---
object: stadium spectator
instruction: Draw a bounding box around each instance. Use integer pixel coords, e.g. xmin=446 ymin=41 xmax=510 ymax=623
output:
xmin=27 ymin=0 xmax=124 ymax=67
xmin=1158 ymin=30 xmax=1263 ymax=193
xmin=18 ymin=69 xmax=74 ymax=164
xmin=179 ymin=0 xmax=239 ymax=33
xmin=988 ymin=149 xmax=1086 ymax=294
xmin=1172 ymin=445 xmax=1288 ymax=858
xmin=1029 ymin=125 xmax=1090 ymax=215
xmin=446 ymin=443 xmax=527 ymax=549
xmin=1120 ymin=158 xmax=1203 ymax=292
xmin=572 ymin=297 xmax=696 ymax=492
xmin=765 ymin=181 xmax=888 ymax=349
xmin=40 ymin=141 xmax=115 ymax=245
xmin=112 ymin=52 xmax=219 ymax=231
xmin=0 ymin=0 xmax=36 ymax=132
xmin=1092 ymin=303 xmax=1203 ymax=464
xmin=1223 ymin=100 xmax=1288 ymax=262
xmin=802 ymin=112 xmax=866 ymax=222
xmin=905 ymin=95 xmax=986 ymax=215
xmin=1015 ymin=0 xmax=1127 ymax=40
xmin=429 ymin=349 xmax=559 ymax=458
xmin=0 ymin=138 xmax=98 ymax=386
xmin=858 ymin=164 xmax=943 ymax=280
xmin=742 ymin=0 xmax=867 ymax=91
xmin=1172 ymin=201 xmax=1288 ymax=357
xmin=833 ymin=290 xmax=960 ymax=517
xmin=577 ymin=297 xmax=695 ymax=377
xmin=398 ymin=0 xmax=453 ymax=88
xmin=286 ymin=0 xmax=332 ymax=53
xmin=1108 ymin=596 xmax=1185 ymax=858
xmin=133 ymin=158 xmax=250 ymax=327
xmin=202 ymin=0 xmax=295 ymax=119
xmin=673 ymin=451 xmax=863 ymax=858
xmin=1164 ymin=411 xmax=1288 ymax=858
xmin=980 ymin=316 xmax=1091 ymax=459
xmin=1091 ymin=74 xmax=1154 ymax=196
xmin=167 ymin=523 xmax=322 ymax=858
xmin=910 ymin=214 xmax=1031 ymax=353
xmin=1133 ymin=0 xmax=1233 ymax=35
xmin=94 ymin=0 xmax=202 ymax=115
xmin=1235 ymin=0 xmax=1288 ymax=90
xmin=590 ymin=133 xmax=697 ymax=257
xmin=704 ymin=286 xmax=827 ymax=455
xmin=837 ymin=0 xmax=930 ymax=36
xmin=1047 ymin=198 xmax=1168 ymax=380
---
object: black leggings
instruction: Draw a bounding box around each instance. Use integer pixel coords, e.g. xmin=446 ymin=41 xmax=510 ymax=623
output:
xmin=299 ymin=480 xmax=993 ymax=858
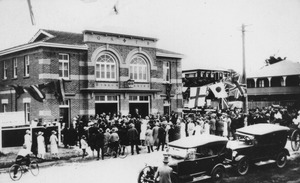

* * * * * * *

(Brief): Convert all of the items above into a single numbered list, one line per entry, omitting blank lines and leaving the pictures out.

(Answer to this task):
1. ---
2. object: stadium spectator
3. instruction: Draw a bounding box around each instance. Use integer pixel coords, e.g. xmin=446 ymin=41 xmax=510 ymax=623
4. output:
5. xmin=27 ymin=0 xmax=124 ymax=67
6. xmin=1158 ymin=30 xmax=1263 ymax=193
7. xmin=18 ymin=69 xmax=74 ymax=164
8. xmin=179 ymin=0 xmax=239 ymax=33
9. xmin=988 ymin=149 xmax=1086 ymax=294
10. xmin=1172 ymin=445 xmax=1288 ymax=858
11. xmin=1029 ymin=125 xmax=1090 ymax=215
12. xmin=446 ymin=443 xmax=527 ymax=549
13. xmin=1120 ymin=158 xmax=1203 ymax=292
14. xmin=572 ymin=297 xmax=696 ymax=492
15. xmin=765 ymin=181 xmax=888 ymax=349
16. xmin=40 ymin=141 xmax=115 ymax=245
17. xmin=112 ymin=52 xmax=219 ymax=231
18. xmin=0 ymin=0 xmax=36 ymax=132
19. xmin=1092 ymin=303 xmax=1203 ymax=464
20. xmin=1223 ymin=100 xmax=1288 ymax=262
21. xmin=802 ymin=112 xmax=866 ymax=222
22. xmin=905 ymin=95 xmax=986 ymax=215
23. xmin=1015 ymin=0 xmax=1127 ymax=40
24. xmin=429 ymin=349 xmax=559 ymax=458
25. xmin=0 ymin=138 xmax=98 ymax=386
26. xmin=858 ymin=164 xmax=943 ymax=280
27. xmin=742 ymin=0 xmax=867 ymax=91
28. xmin=1172 ymin=201 xmax=1288 ymax=357
29. xmin=833 ymin=290 xmax=960 ymax=517
30. xmin=577 ymin=297 xmax=695 ymax=377
31. xmin=398 ymin=0 xmax=453 ymax=88
32. xmin=286 ymin=0 xmax=332 ymax=53
33. xmin=1108 ymin=596 xmax=1185 ymax=858
34. xmin=133 ymin=158 xmax=250 ymax=327
35. xmin=202 ymin=0 xmax=295 ymax=119
36. xmin=673 ymin=451 xmax=863 ymax=858
37. xmin=1164 ymin=411 xmax=1288 ymax=858
38. xmin=980 ymin=316 xmax=1091 ymax=459
39. xmin=1091 ymin=74 xmax=1154 ymax=196
40. xmin=167 ymin=523 xmax=322 ymax=858
41. xmin=910 ymin=214 xmax=1031 ymax=353
42. xmin=1133 ymin=0 xmax=1233 ymax=35
43. xmin=94 ymin=0 xmax=202 ymax=115
44. xmin=1235 ymin=0 xmax=1288 ymax=90
45. xmin=590 ymin=133 xmax=697 ymax=257
46. xmin=704 ymin=286 xmax=827 ymax=455
47. xmin=837 ymin=0 xmax=930 ymax=36
48. xmin=1047 ymin=198 xmax=1168 ymax=380
49. ---
50. object: black leggings
51. instruction: Draw a bounding box around each instance. Use integer pixel coords, e.g. xmin=446 ymin=41 xmax=510 ymax=623
52. output:
53. xmin=299 ymin=480 xmax=993 ymax=858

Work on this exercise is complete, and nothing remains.